--- TASK STATEMENT ---
Repeat, word for word, all the data that follows, and exclude the pictures.

Stored data entries:
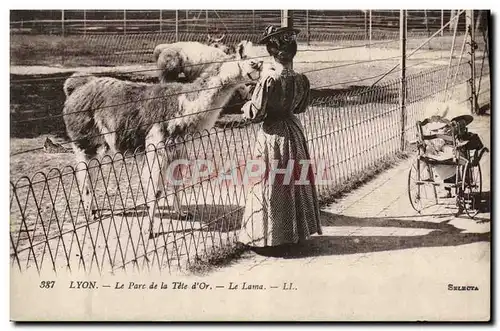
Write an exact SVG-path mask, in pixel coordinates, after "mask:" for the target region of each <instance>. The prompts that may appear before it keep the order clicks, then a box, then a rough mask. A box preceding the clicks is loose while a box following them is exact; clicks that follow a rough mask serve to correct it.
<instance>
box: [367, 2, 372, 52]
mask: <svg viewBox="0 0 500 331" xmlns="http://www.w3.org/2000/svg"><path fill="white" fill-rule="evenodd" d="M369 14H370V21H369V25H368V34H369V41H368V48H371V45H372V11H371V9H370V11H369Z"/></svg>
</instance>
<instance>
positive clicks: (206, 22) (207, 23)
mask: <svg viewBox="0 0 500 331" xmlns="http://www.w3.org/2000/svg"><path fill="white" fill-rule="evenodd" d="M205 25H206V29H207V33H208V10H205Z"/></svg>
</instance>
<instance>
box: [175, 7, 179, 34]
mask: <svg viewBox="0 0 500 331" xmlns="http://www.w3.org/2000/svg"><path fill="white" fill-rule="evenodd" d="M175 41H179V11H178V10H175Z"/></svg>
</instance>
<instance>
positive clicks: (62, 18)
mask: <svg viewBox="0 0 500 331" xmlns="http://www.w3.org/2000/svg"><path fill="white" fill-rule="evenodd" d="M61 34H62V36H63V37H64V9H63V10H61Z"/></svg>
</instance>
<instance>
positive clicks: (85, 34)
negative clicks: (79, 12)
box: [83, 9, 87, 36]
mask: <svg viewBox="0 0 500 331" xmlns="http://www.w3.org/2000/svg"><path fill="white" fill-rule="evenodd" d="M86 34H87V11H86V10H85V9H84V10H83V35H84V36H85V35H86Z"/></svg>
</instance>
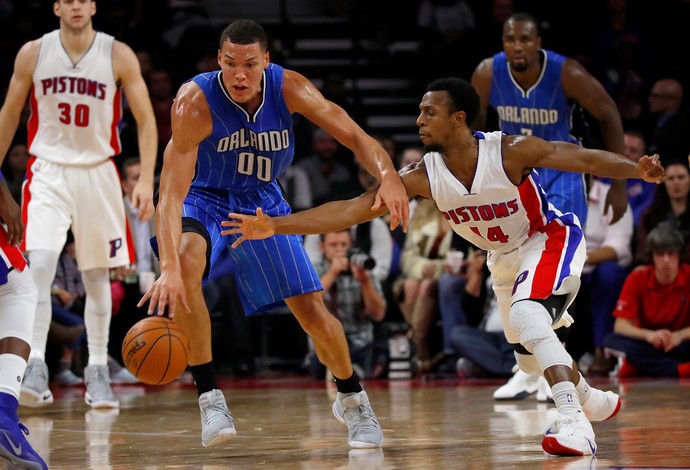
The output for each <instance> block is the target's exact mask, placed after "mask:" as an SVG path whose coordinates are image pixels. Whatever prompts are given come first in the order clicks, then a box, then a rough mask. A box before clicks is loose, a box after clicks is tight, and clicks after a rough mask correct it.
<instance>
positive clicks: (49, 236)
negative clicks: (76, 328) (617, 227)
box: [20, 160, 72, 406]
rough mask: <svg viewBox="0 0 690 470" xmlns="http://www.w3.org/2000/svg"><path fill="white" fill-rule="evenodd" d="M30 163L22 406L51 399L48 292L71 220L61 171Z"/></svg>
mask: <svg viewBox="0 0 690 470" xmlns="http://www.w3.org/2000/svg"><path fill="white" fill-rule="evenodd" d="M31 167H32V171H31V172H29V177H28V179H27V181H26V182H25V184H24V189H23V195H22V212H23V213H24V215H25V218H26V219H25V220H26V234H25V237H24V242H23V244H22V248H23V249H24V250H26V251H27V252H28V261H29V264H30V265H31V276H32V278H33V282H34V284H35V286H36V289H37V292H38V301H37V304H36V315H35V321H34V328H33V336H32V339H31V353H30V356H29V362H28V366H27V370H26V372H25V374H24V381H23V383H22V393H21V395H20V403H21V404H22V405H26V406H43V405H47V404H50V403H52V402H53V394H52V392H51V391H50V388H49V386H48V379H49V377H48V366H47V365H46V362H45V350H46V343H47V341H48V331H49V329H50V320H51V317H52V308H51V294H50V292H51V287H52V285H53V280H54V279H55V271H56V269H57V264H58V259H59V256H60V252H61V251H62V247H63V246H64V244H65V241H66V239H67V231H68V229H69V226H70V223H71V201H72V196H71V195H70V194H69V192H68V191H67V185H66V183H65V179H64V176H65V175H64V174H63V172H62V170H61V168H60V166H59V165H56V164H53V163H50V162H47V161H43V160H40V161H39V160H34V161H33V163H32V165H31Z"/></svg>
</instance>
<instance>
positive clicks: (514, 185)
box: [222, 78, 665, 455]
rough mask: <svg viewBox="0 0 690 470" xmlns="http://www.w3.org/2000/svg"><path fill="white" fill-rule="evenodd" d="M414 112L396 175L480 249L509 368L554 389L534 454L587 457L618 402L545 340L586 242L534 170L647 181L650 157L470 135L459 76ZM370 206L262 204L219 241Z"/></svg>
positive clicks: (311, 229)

--- YOUR RESPONSE ---
Write an exact SVG-path mask, in pixel coordinates, after "mask:" for the target region of each <instance>. The prompts that may appear before it keep the order clicks, then a box, then a rough mask. A box preceding the clicks is loose while a box following them is exact; clicks that follow a rough mask serve to correct it.
<instance>
box: [367, 2, 372, 52]
mask: <svg viewBox="0 0 500 331" xmlns="http://www.w3.org/2000/svg"><path fill="white" fill-rule="evenodd" d="M369 14H370V21H369V25H368V34H369V41H368V48H371V45H372V11H371V9H370V11H369Z"/></svg>
</instance>
<instance>
positive clicks: (206, 22) (207, 23)
mask: <svg viewBox="0 0 500 331" xmlns="http://www.w3.org/2000/svg"><path fill="white" fill-rule="evenodd" d="M205 25H206V29H207V33H208V10H205Z"/></svg>
</instance>
<instance>
box: [175, 7, 179, 34]
mask: <svg viewBox="0 0 500 331" xmlns="http://www.w3.org/2000/svg"><path fill="white" fill-rule="evenodd" d="M175 41H179V11H178V10H175Z"/></svg>
</instance>
<instance>
positive clicks: (62, 18)
mask: <svg viewBox="0 0 500 331" xmlns="http://www.w3.org/2000/svg"><path fill="white" fill-rule="evenodd" d="M61 34H62V36H63V37H64V9H63V10H61Z"/></svg>
</instance>
<instance>
positive clicks: (85, 34)
negative clicks: (79, 12)
box: [83, 9, 87, 36]
mask: <svg viewBox="0 0 500 331" xmlns="http://www.w3.org/2000/svg"><path fill="white" fill-rule="evenodd" d="M86 34H87V11H86V10H85V9H84V10H83V35H84V36H85V35H86Z"/></svg>
</instance>
The output for each <instance> block is the target's exact mask, placed after "mask:" as an SVG path whose coordinates are image pixels. Whatever prompts are given come first in the order clicks, then a box, then a rough mask. A box before clicks is loose, a box after clicks is tight, and clicks after a rough mask correct it.
<instance>
positive clicks: (49, 236)
negative clicks: (76, 328) (617, 227)
box: [20, 160, 72, 406]
rough mask: <svg viewBox="0 0 690 470" xmlns="http://www.w3.org/2000/svg"><path fill="white" fill-rule="evenodd" d="M30 163L22 406L51 399L48 292L71 220L61 171Z"/></svg>
mask: <svg viewBox="0 0 690 470" xmlns="http://www.w3.org/2000/svg"><path fill="white" fill-rule="evenodd" d="M31 167H32V171H31V172H29V177H28V179H27V181H26V182H25V184H24V189H23V195H22V212H23V213H24V215H25V218H26V219H25V220H26V234H25V237H24V242H23V244H22V248H23V249H24V250H26V251H27V252H28V261H29V264H30V265H31V276H32V278H33V282H34V284H35V286H36V289H37V292H38V301H37V304H36V315H35V321H34V328H33V336H32V339H31V353H30V356H29V362H28V366H27V370H26V372H25V374H24V381H23V383H22V393H21V395H20V403H21V404H22V405H26V406H43V405H47V404H50V403H52V402H53V394H52V392H51V391H50V388H49V386H48V379H49V377H48V366H47V365H46V362H45V350H46V343H47V341H48V331H49V329H50V320H51V317H52V308H51V294H50V292H51V287H52V285H53V280H54V279H55V271H56V269H57V264H58V259H59V256H60V252H61V251H62V247H63V246H64V244H65V241H66V239H67V231H68V229H69V226H70V223H71V201H72V196H71V195H70V194H69V192H68V191H67V185H66V183H65V179H64V176H65V175H64V174H63V172H62V170H61V168H60V166H59V165H56V164H53V163H50V162H47V161H43V160H40V161H39V160H34V161H33V163H32V165H31Z"/></svg>
</instance>
<instance>
positive clicks: (514, 185)
box: [222, 78, 665, 455]
rough mask: <svg viewBox="0 0 690 470" xmlns="http://www.w3.org/2000/svg"><path fill="white" fill-rule="evenodd" d="M414 112L396 175L480 249L509 368L554 389L534 454L587 457L618 402L545 340L586 242L534 170L647 181L650 157L470 135L459 76ZM370 206L262 204L219 241Z"/></svg>
positive clicks: (311, 229)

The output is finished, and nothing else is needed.